## BRIEF
Print all the entries verbatim.

Pointing dataset records
—————
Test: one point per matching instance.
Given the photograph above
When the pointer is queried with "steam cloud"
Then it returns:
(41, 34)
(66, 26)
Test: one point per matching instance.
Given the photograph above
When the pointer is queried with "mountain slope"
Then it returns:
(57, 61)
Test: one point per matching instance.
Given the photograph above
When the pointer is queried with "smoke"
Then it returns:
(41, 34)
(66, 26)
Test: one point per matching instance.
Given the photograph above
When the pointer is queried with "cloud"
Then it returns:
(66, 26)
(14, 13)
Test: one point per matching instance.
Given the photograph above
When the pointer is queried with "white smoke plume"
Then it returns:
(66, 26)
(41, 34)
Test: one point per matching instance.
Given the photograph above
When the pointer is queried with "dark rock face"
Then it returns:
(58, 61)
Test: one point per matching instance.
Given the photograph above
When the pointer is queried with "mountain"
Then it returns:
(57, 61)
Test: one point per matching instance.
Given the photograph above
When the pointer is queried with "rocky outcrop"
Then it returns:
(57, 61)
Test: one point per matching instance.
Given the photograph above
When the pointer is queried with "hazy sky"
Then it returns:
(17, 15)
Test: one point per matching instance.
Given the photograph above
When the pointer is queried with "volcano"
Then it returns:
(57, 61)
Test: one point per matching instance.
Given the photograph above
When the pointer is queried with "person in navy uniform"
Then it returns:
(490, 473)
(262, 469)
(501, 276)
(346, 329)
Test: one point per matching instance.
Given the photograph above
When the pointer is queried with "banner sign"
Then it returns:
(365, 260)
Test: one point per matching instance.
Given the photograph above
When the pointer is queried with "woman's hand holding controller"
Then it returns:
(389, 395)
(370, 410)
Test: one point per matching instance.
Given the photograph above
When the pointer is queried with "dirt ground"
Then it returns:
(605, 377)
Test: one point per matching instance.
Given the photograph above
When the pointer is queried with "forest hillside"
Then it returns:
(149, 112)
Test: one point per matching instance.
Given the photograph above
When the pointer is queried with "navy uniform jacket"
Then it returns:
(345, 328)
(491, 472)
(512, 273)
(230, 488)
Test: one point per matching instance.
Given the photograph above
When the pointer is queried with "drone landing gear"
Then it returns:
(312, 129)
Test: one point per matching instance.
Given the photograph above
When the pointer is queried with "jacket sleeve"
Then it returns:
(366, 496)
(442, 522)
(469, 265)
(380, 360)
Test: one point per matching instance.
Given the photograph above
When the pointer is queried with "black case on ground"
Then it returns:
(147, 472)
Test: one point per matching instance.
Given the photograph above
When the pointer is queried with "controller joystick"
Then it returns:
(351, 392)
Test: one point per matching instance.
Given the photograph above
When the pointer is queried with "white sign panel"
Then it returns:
—————
## REPLY
Test: one point per matching instance.
Given the photograph above
When the pointer is queried with "steam cloud"
Then it returns:
(41, 34)
(66, 26)
Test: one point per matching instance.
Given the photograph above
When the pointer is queried with "mountain slope"
Then it returns:
(57, 61)
Test: one point per matching instance.
Given the photograph above
When the pointer is queried with "smoke"
Then it returns:
(41, 34)
(66, 26)
Test: one point per matching instance.
Given the photograph above
When the pointer is queried with "cloud"
Then it returns:
(66, 26)
(14, 13)
Test: one point per matching instance.
Given the photograph above
When the pointer is queried with "white smoke plume"
Then it returns:
(66, 26)
(41, 34)
Test: one point per matching instance.
Given the photograph above
When the pointer is queried with "dark rock face"
Then it returns:
(58, 61)
Test: one point per matching instance.
Given the photograph above
When the pointer is queried with "mountain"
Then it returns:
(57, 61)
Test: one point per matching instance.
Given the photograph above
When the pointer is queried with "rocky outcrop"
Then it returns:
(57, 61)
Test: one point per matching instance.
Given the photograph above
When the pointer is queried with "hazy sky"
Then it returns:
(17, 15)
Test: one point per matching instance.
Given the photograph above
When the pointer is queried with "volcano"
Then it returns:
(57, 61)
Test: one point per matching instance.
Given the photograph above
When the pointer is queried with "person in navy uniform"
Then it returns:
(490, 473)
(262, 469)
(501, 276)
(346, 329)
Test: one point per matching instance.
Given the photograph above
When the pointer is queried with "banner sign"
Then it returns:
(365, 260)
Test: one point per matching instance.
Given the photograph above
When the pointer is queried with "woman's hand holding controller"
Then it returns:
(389, 395)
(370, 410)
Test: one point per matching instance.
Given the photograph above
When the pointer is queried with "dirt ground"
Then it returns:
(605, 377)
Test: one point per matching instance.
Given the photograph above
When the pointer is queried with "forest hillside"
Then it returns:
(149, 112)
Test: one point per matching instance.
Given the photograph above
When the pointer is queried with "navy uniform jacket"
Then it returns:
(345, 328)
(491, 472)
(512, 273)
(230, 488)
Test: one point per matching instance.
Given the photograph above
When the pointer is queried with "drone landing gear"
Then it returns:
(312, 129)
Test: one point per matching instance.
Given the photograph above
When the pointer is queried with "jacket sleeve"
Then it returns:
(366, 496)
(442, 522)
(469, 265)
(380, 360)
Test: one point per matching instance.
Given the photograph above
When the pointer is queried with "black case on ground"
Then it returns:
(147, 472)
Test: one point per matching instance.
Given the photograph above
When the pointer is queried with "controller joystick"
Then it returns:
(351, 392)
Test: one point per matching instance.
Given the photograph above
When the pointer is queried with "white sign panel"
Then it returns:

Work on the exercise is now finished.